Scientists discover a molecular 'switch' in cancers of the testis and ovary
Cambridge scientists have identified an 'on/off' switch in a type of cancer which typically occurs in the testes and ovaries called 'malignant germ cell tumours'. The research was published today, 01 August, in the journal Cancer Research.
Malignant germ cell tumours arise in sperm- or egg-forming cells and usually occur in the reproductive organs, the testes or ovaries. The cancerous tumours are seen in patients of all ages, both in childhood and adulthood.
Although many patients do well after treatment, current chemotherapy treatments can have severe long-term side effects, including hearing loss and damage to the kidneys, lungs and bone marrow. For some patients, outcomes remain poor and testicular cancer continues to be a leading cause of death in young men.
The scientists found that all malignant germ cell tumours contain large amounts of a protein called LIN28. This results in too little of a family of tiny regulator molecules called let-7. In turn, low levels of let-7 cause too much of numerous cancer-promoting proteins in cells. Importantly, the cancer-promoting proteins include LIN28 itself, so there is a vicious cycle that acts as an 'on' switch to promote malignancy. The researchers have likened these changes to a 'cascade effect', extending down from the large amounts of LIN28 to affect many properties of the cancer cells.
The researchers also discovered that by reducing amounts of the protein LIN28, or by directly increasing amounts of let-7, it is possible to reverse the vicious cycle. Both ways reduced levels of the cancer-promoting proteins and inhibited cell growth. Because the level of LIN28 itself goes down, the effects are reinforced and act as an 'off' switch to reduce cancerous behaviour.
Prof Nick Coleman, Professor of Molecular Pathology, Cambridge University said: "We need new ways of treating patients with malignant germ cell tumours, to minimise the toxic effects of chemotherapy and to improve survival rates when tumours are resistant to treatment. Having identified this 'on/off' switch, it will now be important to identify new drugs that can be used to keep it in the 'off' position."
Dr Matthew Murray, Academic Consultant in Paediatric Oncology, Addenbrooke's Hospital, Cambridge said: "The switch effect that we have discovered is present in all malignant germ cell tumours, whether they occur in males or females, young or old. Such a fundamental abnormality makes an excellent new target for treating these tumours."
Susanne Owers, Director of Fundraising at Addenbrooke's Charitable Trust, which funded this research, said: "We are delighted to have supported this study, which has identified a key protein that triggers this type of cancer. ACT funds clinical academic researchers, like Dr Murray and Prof Coleman, because they are perfectly positioned to understand the clinical problems, working closely with patients, an insight not available to all researchers. Studies like this have the potential to make a tangible difference to patients, by identifying targets for the development of new drugs which may improve survival and have less side-effects compared with standard chemotherapy treatments. By funding this research, ACT – with the help of our supporters – can make a powerful contribution, enabling ground breaking research to be performed."

> _DATA UNDER STUDY_
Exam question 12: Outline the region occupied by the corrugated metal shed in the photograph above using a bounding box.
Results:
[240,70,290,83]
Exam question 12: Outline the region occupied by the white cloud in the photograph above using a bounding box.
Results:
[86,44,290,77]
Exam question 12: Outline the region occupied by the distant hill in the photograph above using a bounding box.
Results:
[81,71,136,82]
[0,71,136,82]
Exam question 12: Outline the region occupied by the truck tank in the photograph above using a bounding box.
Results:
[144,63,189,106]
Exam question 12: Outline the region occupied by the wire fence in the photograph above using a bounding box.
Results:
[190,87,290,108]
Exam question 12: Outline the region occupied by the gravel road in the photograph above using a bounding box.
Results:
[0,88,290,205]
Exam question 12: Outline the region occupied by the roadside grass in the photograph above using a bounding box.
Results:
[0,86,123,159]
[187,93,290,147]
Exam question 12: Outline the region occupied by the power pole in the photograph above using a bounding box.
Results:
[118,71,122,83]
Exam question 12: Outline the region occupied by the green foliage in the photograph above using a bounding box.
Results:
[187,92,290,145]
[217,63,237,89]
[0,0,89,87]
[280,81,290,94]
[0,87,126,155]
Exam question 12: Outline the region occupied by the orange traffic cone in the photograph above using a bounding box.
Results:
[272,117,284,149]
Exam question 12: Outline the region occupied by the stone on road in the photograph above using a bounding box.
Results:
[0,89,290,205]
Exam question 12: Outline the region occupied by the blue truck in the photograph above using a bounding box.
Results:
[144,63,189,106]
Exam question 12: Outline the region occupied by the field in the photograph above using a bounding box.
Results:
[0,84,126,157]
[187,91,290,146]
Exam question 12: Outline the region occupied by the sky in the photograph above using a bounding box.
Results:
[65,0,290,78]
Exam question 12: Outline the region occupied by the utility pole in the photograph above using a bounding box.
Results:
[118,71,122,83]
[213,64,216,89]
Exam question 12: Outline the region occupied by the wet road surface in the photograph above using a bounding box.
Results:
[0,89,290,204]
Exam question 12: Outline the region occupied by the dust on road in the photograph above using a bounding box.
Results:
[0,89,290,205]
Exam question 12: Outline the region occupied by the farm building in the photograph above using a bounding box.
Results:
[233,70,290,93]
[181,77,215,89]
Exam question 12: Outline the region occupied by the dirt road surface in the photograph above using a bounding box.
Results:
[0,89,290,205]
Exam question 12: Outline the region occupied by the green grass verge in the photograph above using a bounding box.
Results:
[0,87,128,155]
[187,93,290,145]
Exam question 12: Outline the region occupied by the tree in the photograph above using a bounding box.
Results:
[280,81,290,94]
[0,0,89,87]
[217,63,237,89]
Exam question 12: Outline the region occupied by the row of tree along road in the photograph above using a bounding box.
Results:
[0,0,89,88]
...
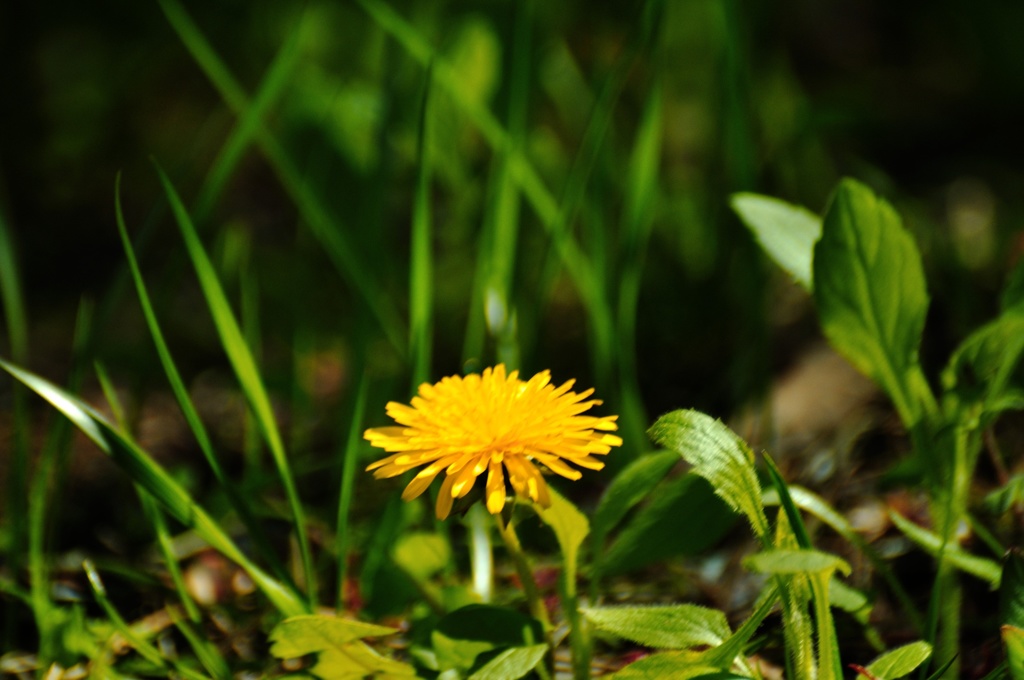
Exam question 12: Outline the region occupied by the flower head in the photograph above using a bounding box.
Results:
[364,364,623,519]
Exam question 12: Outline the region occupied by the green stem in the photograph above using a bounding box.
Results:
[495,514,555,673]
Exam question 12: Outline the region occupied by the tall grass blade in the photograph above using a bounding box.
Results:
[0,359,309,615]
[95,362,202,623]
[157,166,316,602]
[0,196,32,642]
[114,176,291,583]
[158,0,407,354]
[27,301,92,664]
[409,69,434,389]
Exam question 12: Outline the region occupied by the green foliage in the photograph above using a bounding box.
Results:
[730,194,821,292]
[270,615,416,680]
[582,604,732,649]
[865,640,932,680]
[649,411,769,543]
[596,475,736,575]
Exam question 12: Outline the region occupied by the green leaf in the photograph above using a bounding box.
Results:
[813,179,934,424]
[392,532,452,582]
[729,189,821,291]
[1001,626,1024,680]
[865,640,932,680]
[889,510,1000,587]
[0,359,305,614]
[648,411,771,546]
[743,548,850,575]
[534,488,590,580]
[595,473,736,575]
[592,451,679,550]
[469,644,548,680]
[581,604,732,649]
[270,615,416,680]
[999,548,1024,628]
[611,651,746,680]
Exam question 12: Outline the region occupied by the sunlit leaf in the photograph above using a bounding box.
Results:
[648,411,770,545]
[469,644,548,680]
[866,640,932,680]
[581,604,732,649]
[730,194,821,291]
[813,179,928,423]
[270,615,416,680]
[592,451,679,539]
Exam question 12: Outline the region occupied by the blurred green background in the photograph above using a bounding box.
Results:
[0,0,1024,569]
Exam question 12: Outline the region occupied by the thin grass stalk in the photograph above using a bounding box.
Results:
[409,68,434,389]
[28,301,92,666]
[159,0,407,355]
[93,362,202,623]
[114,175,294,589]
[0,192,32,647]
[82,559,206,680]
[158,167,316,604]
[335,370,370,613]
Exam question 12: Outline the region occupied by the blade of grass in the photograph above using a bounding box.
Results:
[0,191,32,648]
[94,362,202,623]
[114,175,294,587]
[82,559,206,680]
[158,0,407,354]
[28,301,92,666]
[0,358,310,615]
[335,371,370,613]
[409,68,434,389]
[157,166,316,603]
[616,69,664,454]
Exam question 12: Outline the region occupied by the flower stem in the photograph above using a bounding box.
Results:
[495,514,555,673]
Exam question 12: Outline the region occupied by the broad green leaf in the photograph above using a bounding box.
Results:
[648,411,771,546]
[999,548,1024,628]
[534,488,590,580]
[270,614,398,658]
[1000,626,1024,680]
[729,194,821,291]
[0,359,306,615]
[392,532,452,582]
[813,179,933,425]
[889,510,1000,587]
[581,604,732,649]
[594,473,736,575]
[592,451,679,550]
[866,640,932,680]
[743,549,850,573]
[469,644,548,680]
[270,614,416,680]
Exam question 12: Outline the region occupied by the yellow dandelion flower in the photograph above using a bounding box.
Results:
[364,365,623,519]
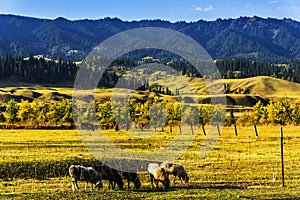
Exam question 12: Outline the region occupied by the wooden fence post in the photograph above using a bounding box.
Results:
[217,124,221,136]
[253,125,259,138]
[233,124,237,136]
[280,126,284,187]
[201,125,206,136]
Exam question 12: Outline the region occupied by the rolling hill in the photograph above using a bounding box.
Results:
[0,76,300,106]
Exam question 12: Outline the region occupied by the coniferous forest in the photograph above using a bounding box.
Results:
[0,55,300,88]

> _PROBLEM_
Answer these questions about the article on the LIN28 switch, one per line:
1. In which journal was the research published?
2. Besides hearing loss, what long-term side effects of current chemotherapy does the article list?
3. Which organization funded the research?

> _THE COMPLETED TASK_
1. Cancer Research
2. Damage to the kidneys, lungs and bone marrow
3. Addenbrooke's Charitable Trust (ACT)